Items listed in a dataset
=-=-=
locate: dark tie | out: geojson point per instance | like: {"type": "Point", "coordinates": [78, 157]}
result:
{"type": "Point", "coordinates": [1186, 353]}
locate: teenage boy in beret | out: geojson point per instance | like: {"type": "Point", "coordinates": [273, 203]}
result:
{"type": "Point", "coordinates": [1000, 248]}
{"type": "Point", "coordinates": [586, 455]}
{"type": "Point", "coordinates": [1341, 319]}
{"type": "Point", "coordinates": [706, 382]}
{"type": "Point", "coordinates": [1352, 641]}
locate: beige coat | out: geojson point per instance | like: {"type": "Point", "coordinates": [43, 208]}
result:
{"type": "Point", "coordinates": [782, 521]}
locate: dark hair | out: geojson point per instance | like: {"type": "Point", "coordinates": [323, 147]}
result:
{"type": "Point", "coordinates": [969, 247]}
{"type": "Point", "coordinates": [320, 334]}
=-=-=
**Task to complete:** Your task is to quote, without any alteration, the lines running from the top of the records to the line that holds "locate: dark hair", both included.

**Result below:**
locate: dark tie | out: geojson point per instance | like: {"type": "Point", "coordinates": [78, 157]}
result:
{"type": "Point", "coordinates": [1186, 353]}
locate: teenage boy in beret | out: geojson point per instance | like: {"type": "Point", "coordinates": [273, 203]}
result:
{"type": "Point", "coordinates": [1000, 248]}
{"type": "Point", "coordinates": [586, 455]}
{"type": "Point", "coordinates": [1341, 319]}
{"type": "Point", "coordinates": [706, 382]}
{"type": "Point", "coordinates": [1352, 641]}
locate: beige coat | out: geojson point per instance | like: {"type": "Point", "coordinates": [43, 208]}
result:
{"type": "Point", "coordinates": [782, 521]}
locate: dark hair | out: geojson point per instance | like: {"type": "Point", "coordinates": [323, 147]}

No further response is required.